++++ Record estratti ++++

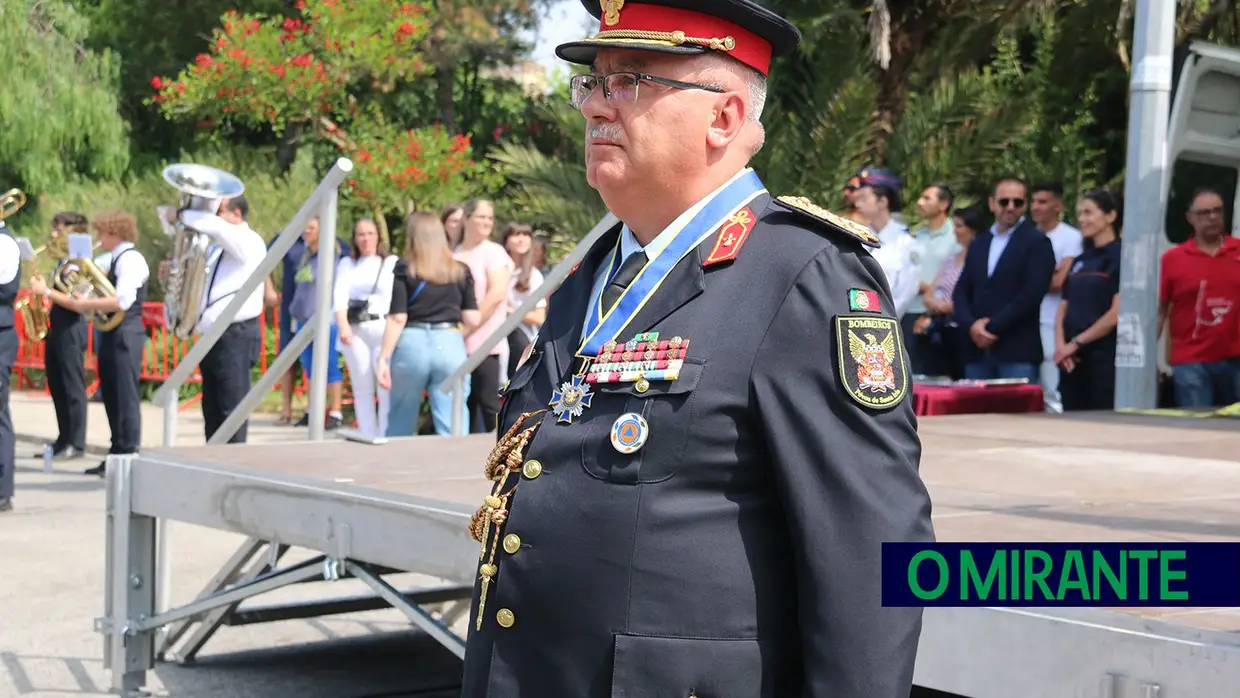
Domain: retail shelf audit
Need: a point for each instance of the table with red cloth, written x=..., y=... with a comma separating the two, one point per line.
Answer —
x=930, y=399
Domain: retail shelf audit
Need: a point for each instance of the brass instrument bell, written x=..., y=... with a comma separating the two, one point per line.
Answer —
x=10, y=202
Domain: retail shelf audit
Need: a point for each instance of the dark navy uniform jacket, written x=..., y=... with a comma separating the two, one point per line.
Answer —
x=737, y=553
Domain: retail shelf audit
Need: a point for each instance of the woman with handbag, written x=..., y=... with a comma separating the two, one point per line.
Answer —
x=433, y=305
x=362, y=295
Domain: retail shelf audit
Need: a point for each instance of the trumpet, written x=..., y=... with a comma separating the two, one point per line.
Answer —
x=82, y=278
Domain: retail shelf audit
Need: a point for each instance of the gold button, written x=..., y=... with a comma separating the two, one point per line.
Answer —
x=511, y=543
x=532, y=469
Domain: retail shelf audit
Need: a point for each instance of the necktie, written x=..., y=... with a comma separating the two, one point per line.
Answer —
x=624, y=277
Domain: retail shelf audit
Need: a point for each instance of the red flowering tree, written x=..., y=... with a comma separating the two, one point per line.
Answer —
x=305, y=72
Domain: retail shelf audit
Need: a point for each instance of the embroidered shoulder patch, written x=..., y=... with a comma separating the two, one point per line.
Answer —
x=835, y=222
x=872, y=360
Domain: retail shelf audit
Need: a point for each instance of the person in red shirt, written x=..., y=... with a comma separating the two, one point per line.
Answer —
x=1199, y=299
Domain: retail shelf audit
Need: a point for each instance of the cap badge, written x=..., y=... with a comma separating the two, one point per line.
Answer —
x=611, y=11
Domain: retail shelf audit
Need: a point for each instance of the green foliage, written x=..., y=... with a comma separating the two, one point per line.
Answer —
x=58, y=117
x=306, y=73
x=274, y=197
x=549, y=190
x=1054, y=143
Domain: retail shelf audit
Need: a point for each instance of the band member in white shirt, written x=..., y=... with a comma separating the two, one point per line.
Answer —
x=10, y=283
x=63, y=356
x=362, y=296
x=227, y=370
x=120, y=349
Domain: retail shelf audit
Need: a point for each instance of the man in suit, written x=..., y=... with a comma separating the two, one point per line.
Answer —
x=712, y=435
x=120, y=347
x=998, y=298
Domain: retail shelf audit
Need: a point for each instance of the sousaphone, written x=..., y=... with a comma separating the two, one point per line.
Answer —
x=202, y=189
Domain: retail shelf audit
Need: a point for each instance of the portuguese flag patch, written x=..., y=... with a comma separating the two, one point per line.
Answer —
x=864, y=300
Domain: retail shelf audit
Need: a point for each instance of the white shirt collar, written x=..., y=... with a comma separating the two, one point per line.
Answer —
x=629, y=243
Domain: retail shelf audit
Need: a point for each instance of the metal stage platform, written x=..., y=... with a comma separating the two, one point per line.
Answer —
x=403, y=506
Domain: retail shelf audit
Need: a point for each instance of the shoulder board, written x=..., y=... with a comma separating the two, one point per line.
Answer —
x=732, y=234
x=831, y=221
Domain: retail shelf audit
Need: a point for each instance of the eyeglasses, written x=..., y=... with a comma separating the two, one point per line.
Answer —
x=1208, y=212
x=623, y=87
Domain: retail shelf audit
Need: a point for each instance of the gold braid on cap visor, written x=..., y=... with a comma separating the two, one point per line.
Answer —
x=668, y=37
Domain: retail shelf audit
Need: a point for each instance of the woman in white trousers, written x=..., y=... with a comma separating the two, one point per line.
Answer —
x=362, y=295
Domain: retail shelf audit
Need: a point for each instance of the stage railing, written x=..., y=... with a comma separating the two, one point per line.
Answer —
x=455, y=383
x=321, y=203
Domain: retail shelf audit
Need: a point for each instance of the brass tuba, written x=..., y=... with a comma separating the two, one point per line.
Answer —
x=10, y=202
x=32, y=309
x=202, y=189
x=82, y=278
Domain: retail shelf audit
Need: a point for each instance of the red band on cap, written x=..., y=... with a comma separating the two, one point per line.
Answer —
x=750, y=48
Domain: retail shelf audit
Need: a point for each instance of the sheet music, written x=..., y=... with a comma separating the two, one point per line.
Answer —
x=81, y=246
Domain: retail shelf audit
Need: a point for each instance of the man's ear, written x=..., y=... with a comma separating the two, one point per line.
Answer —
x=728, y=119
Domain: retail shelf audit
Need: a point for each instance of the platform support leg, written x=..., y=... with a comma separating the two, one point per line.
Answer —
x=130, y=583
x=228, y=574
x=211, y=621
x=419, y=618
x=454, y=611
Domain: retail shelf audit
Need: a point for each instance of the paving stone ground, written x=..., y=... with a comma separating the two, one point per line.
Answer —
x=51, y=590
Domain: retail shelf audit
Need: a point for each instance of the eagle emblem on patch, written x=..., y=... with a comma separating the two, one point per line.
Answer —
x=838, y=222
x=872, y=360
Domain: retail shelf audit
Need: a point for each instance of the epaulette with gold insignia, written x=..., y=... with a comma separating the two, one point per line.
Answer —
x=833, y=221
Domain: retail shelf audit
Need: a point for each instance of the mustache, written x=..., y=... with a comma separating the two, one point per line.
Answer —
x=605, y=132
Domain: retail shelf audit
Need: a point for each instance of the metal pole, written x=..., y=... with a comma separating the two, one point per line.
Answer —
x=1136, y=381
x=164, y=526
x=324, y=274
x=553, y=279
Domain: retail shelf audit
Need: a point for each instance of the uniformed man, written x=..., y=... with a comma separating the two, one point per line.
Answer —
x=227, y=370
x=65, y=356
x=10, y=283
x=712, y=435
x=120, y=349
x=879, y=201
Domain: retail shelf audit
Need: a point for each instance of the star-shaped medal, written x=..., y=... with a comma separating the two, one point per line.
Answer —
x=571, y=399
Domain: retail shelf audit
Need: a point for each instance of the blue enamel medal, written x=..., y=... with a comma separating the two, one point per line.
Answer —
x=571, y=399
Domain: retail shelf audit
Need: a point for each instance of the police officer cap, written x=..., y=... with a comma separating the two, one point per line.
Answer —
x=879, y=177
x=740, y=29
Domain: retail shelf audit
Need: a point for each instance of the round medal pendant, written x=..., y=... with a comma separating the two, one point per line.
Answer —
x=629, y=433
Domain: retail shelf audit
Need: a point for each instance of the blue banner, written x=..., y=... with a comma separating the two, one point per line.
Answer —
x=1062, y=574
x=734, y=196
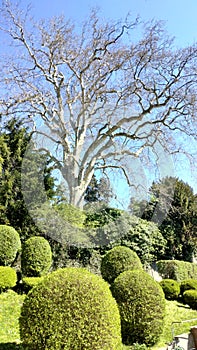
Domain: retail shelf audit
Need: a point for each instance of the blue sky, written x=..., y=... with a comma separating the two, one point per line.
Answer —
x=180, y=21
x=180, y=15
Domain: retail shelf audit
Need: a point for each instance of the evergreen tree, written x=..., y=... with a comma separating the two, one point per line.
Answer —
x=14, y=140
x=173, y=206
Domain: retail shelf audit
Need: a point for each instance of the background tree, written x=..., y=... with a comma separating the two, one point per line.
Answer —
x=101, y=95
x=14, y=139
x=173, y=200
x=98, y=191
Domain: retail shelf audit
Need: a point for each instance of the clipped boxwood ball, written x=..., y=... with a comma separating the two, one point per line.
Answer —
x=8, y=277
x=36, y=258
x=141, y=304
x=188, y=284
x=71, y=309
x=10, y=244
x=171, y=288
x=118, y=260
x=190, y=298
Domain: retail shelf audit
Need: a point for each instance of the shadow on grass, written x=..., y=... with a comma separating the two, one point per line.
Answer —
x=11, y=346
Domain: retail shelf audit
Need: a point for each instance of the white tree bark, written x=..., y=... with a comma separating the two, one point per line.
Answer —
x=101, y=94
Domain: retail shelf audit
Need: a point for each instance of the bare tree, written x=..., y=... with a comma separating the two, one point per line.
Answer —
x=104, y=91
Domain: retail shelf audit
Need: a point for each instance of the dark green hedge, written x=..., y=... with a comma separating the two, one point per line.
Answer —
x=10, y=244
x=171, y=289
x=141, y=304
x=118, y=260
x=36, y=258
x=8, y=278
x=70, y=308
x=177, y=270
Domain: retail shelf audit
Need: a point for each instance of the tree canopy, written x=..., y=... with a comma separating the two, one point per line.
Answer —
x=100, y=93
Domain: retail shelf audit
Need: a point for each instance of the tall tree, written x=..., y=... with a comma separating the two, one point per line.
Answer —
x=14, y=140
x=174, y=207
x=102, y=95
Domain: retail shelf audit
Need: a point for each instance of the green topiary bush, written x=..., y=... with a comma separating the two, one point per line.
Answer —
x=29, y=282
x=188, y=284
x=177, y=270
x=70, y=309
x=118, y=260
x=8, y=278
x=36, y=258
x=171, y=289
x=10, y=245
x=141, y=304
x=190, y=298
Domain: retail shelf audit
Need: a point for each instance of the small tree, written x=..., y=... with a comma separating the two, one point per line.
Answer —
x=36, y=258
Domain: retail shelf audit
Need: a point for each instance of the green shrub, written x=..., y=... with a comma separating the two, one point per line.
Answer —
x=8, y=277
x=10, y=244
x=188, y=284
x=171, y=289
x=190, y=298
x=177, y=270
x=30, y=282
x=70, y=309
x=36, y=257
x=141, y=304
x=118, y=260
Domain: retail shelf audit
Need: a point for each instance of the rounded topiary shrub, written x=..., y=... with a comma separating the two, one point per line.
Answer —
x=171, y=289
x=10, y=244
x=188, y=284
x=71, y=309
x=36, y=258
x=190, y=298
x=141, y=304
x=8, y=277
x=118, y=260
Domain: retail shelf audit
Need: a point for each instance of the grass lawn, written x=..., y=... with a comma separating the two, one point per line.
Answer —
x=10, y=304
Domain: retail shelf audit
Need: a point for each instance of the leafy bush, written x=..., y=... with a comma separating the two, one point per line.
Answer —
x=144, y=237
x=36, y=257
x=171, y=289
x=10, y=244
x=188, y=284
x=71, y=309
x=30, y=282
x=177, y=270
x=141, y=304
x=8, y=277
x=190, y=298
x=118, y=260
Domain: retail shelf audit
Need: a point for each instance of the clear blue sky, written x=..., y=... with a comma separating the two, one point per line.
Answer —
x=180, y=15
x=180, y=18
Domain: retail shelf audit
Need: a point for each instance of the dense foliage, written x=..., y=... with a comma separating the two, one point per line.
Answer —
x=188, y=284
x=173, y=206
x=8, y=277
x=36, y=258
x=190, y=298
x=9, y=244
x=118, y=260
x=70, y=309
x=177, y=270
x=171, y=289
x=141, y=304
x=13, y=144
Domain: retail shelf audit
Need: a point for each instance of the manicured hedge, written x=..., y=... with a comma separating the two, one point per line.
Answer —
x=36, y=258
x=8, y=278
x=141, y=304
x=10, y=244
x=70, y=308
x=171, y=289
x=118, y=260
x=190, y=298
x=177, y=270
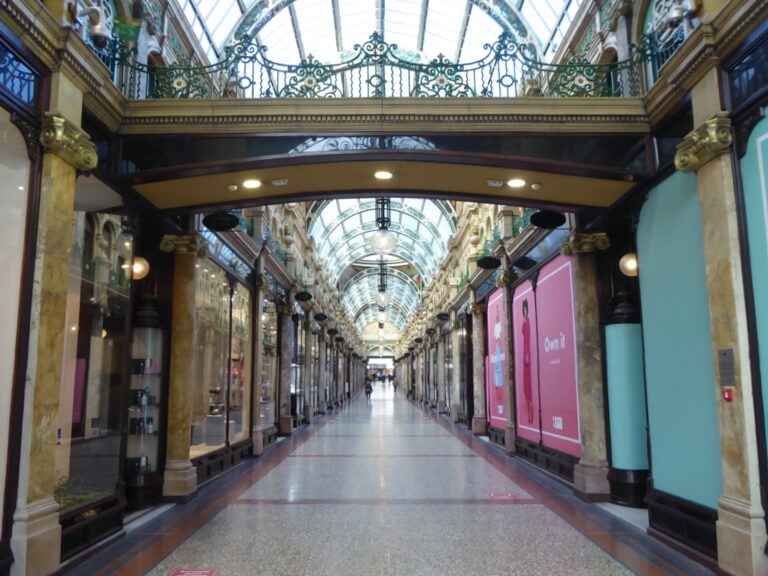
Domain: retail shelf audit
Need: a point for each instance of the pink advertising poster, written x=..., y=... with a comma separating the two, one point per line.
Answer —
x=526, y=362
x=495, y=376
x=558, y=371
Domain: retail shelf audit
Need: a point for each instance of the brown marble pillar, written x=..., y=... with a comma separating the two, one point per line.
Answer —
x=741, y=531
x=257, y=434
x=36, y=540
x=590, y=477
x=479, y=421
x=309, y=377
x=284, y=420
x=180, y=477
x=504, y=281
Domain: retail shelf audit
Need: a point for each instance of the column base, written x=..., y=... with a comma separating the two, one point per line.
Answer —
x=454, y=413
x=285, y=426
x=479, y=425
x=258, y=442
x=179, y=481
x=741, y=536
x=36, y=541
x=509, y=439
x=590, y=480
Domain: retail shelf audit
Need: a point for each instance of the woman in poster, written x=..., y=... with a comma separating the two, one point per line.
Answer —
x=527, y=386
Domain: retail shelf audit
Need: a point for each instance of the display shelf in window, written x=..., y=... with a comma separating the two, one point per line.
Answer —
x=143, y=465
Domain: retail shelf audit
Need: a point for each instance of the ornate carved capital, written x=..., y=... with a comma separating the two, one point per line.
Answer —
x=184, y=244
x=59, y=136
x=578, y=243
x=704, y=143
x=476, y=308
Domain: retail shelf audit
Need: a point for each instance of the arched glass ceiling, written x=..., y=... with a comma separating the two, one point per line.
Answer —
x=342, y=232
x=549, y=20
x=360, y=293
x=293, y=29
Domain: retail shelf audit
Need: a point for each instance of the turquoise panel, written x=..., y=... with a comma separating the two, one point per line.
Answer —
x=754, y=170
x=626, y=396
x=680, y=379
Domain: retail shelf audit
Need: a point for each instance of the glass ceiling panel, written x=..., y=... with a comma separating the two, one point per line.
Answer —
x=422, y=28
x=342, y=230
x=549, y=20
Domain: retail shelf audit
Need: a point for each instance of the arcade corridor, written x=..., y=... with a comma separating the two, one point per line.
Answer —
x=385, y=488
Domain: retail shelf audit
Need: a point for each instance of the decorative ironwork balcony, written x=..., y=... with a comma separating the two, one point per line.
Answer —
x=377, y=69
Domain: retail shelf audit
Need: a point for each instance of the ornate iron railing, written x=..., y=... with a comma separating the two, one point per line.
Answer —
x=378, y=69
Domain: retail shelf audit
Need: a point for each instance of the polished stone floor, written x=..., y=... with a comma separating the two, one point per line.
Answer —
x=384, y=488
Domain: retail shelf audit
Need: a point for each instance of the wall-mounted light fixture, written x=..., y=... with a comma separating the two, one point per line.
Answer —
x=628, y=264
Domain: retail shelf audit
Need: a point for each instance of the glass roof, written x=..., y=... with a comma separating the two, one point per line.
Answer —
x=342, y=230
x=549, y=20
x=422, y=29
x=360, y=293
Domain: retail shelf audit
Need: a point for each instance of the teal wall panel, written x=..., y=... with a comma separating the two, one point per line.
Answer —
x=754, y=170
x=626, y=396
x=680, y=379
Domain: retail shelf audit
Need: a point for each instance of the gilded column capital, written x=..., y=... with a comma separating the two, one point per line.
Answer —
x=61, y=137
x=706, y=142
x=191, y=244
x=477, y=308
x=578, y=243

++++

Descrizione del compito:
Filtra i record e copia ogni riga che contiene la parola "hedge". Maiuscole e minuscole vanno distinte.

Risposta scritta:
Need: a point for each instance of the dark green hedge, written x=..., y=... with a comma separating the two, one point per line.
Need: a point for each instance of the manicured hedge, written x=..., y=... with a comma separating the two, one point per line.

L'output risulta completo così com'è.